The request | Take the line that contains "[segment] blue pole" and all lines after it, up to and including the last line of the data, and write them out exactly; nothing else belongs in the answer.

Records supplied |

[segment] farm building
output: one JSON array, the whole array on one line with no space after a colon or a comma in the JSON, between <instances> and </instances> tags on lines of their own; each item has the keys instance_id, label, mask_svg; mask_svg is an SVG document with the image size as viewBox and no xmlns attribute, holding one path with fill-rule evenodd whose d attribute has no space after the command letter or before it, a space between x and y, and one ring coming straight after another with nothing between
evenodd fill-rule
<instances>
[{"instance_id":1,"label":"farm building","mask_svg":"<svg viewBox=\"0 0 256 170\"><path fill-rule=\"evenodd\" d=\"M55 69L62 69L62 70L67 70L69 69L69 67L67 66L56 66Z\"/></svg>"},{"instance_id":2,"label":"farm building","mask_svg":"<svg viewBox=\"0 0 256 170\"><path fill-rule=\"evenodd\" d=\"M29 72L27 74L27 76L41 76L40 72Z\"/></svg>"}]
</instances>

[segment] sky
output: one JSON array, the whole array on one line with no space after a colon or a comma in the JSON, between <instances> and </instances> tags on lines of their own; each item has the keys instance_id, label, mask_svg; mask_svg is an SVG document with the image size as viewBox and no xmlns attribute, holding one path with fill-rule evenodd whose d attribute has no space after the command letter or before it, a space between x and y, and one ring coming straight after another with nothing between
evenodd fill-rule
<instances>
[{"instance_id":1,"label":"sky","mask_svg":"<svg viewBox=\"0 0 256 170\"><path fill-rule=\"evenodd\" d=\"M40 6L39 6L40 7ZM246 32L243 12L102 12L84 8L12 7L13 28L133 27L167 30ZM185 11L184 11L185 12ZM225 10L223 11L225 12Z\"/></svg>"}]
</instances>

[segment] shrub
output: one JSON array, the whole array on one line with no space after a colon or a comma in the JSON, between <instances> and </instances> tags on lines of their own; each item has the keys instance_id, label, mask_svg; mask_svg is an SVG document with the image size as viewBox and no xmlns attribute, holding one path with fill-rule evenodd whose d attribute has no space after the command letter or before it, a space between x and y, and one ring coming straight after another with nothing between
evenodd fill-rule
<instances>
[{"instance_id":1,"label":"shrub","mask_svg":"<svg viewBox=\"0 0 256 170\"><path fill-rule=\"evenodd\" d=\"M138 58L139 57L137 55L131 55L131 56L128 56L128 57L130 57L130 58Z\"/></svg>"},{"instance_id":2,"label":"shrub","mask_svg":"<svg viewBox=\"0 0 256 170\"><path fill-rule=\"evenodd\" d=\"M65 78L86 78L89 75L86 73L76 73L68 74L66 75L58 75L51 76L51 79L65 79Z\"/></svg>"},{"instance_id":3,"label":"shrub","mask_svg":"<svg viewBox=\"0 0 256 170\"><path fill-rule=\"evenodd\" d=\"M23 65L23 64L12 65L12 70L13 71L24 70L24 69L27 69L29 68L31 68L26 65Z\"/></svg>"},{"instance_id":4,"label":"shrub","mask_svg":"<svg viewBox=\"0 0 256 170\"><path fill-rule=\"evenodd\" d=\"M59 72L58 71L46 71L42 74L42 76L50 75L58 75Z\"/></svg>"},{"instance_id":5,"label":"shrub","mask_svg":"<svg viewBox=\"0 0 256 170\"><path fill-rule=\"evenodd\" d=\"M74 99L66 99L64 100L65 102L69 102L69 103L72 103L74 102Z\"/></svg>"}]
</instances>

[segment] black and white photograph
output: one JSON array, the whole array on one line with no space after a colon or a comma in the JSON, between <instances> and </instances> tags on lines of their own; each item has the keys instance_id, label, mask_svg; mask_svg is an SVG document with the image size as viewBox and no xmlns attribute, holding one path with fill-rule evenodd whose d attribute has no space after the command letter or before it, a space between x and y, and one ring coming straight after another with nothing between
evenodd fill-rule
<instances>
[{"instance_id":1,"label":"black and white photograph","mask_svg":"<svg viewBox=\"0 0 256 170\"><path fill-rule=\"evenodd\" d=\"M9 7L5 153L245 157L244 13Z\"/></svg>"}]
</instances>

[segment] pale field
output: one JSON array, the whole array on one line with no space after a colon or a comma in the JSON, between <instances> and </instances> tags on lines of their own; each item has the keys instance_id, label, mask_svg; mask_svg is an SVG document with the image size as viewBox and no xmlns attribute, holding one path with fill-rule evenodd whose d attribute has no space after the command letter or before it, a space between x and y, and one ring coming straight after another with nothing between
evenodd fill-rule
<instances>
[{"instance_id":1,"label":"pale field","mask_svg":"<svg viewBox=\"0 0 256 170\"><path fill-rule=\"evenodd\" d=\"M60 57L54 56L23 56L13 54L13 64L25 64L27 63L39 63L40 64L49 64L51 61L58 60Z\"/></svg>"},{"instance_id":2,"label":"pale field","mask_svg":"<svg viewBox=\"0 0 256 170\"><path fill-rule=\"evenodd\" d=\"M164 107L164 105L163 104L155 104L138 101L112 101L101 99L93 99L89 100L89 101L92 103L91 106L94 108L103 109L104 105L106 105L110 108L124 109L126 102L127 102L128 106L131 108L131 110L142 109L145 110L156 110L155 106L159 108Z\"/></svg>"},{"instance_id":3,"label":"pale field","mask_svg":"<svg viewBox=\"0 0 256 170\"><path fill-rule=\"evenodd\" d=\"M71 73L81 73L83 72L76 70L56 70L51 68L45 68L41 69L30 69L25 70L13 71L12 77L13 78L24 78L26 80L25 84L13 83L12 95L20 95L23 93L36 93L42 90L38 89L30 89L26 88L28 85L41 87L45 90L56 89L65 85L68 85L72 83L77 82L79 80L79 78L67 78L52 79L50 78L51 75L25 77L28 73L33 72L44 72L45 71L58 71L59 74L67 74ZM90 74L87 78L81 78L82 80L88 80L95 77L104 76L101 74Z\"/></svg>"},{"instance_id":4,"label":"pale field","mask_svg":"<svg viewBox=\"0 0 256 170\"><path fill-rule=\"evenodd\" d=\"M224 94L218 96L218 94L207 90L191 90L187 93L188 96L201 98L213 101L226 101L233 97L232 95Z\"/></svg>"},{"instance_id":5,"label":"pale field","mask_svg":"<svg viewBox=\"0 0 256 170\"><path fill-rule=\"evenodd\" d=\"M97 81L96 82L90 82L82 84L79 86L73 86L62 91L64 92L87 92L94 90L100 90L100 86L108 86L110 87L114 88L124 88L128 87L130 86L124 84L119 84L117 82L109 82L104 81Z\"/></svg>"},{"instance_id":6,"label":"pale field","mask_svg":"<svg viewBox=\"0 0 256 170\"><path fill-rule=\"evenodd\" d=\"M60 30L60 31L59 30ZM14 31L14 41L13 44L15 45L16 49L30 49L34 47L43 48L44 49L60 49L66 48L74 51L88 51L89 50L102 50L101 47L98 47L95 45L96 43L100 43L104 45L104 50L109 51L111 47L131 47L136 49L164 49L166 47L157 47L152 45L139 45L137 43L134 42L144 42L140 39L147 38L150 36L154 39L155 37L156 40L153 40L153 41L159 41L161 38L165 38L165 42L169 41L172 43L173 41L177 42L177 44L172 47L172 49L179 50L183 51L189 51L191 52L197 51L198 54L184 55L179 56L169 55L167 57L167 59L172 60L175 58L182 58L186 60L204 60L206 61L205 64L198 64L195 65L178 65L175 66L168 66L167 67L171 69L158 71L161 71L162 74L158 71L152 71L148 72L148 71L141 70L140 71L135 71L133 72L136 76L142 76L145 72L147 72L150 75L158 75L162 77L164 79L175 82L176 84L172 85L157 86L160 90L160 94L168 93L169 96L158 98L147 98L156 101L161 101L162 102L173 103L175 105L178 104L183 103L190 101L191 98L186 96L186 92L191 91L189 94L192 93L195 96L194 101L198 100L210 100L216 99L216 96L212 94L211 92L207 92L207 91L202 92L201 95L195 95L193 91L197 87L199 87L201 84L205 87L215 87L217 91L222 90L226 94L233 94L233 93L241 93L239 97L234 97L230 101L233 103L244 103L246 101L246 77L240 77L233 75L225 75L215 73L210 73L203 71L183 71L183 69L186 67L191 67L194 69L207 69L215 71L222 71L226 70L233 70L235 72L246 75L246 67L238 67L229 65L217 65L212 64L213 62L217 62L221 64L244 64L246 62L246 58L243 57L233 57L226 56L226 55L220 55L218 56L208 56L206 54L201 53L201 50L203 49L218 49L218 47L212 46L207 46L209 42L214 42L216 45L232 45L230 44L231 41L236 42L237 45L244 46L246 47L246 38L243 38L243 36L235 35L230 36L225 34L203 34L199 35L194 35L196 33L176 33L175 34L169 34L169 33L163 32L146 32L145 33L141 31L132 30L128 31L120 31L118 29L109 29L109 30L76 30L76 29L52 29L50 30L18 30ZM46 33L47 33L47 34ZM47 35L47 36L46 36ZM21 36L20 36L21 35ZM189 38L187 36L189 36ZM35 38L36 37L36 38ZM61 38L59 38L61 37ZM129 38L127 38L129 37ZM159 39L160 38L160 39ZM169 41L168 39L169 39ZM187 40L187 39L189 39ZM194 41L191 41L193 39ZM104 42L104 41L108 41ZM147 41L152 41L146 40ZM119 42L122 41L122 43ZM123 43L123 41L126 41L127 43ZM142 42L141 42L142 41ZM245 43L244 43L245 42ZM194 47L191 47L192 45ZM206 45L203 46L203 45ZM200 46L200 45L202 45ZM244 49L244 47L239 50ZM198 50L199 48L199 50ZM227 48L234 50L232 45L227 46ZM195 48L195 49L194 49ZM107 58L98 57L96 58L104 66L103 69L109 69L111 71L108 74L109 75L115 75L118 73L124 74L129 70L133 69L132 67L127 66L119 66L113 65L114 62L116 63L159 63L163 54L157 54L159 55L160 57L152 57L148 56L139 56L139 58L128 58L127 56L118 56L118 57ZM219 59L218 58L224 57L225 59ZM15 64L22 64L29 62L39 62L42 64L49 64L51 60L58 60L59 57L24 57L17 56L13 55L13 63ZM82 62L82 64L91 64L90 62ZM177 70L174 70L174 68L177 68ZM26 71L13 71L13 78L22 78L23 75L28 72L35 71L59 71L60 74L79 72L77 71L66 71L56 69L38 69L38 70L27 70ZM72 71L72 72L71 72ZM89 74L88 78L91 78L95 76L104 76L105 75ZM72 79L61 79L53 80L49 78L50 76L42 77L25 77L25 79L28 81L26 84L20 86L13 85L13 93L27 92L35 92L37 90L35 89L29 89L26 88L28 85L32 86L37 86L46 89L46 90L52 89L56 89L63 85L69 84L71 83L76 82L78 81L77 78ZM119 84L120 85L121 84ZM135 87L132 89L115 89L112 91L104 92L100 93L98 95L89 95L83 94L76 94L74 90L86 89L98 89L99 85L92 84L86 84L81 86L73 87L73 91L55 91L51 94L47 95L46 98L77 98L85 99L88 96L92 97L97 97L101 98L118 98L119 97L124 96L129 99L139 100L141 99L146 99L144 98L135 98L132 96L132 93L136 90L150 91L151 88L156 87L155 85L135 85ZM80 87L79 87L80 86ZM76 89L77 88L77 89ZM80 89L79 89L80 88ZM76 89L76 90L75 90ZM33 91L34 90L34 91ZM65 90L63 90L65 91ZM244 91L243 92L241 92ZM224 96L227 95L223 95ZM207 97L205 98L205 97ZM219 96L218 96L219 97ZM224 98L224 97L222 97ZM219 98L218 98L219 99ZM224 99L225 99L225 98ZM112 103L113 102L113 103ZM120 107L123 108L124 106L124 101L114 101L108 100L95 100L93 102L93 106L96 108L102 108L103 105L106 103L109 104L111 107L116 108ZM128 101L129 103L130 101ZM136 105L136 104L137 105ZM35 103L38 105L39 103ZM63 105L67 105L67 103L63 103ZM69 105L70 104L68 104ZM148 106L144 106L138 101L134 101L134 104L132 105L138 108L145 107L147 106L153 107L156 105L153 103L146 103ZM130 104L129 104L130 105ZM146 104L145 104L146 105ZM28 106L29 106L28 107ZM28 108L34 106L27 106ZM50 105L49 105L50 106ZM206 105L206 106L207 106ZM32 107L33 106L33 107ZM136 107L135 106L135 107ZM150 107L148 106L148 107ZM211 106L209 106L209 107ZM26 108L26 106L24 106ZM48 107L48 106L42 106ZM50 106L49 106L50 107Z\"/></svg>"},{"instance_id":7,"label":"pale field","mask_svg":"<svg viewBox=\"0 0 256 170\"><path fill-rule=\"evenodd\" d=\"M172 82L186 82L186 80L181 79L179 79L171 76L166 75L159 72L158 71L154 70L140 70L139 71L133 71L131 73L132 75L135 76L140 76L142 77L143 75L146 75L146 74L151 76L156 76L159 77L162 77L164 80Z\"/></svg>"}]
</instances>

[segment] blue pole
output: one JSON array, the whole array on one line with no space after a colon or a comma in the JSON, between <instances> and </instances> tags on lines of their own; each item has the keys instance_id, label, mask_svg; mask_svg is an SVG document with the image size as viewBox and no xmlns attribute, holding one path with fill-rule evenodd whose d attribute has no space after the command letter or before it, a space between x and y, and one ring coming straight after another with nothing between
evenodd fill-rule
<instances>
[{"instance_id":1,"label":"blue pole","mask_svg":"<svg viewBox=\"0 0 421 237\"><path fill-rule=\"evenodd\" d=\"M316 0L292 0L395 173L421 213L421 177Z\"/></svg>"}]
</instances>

Finished answer |
[segment] blue pole
output: one JSON array, the whole array on one line with no space after a colon or a comma in the JSON, between <instances> and </instances> tags on lines of their own; each item has the keys instance_id, label, mask_svg; mask_svg is an SVG document with the image size as viewBox and no xmlns attribute, holding one path with fill-rule evenodd whose d attribute has no space after the command letter or before it, a space between x and y, and one ring coming straight after another with nothing between
evenodd fill-rule
<instances>
[{"instance_id":1,"label":"blue pole","mask_svg":"<svg viewBox=\"0 0 421 237\"><path fill-rule=\"evenodd\" d=\"M316 0L292 0L395 173L421 213L421 177Z\"/></svg>"}]
</instances>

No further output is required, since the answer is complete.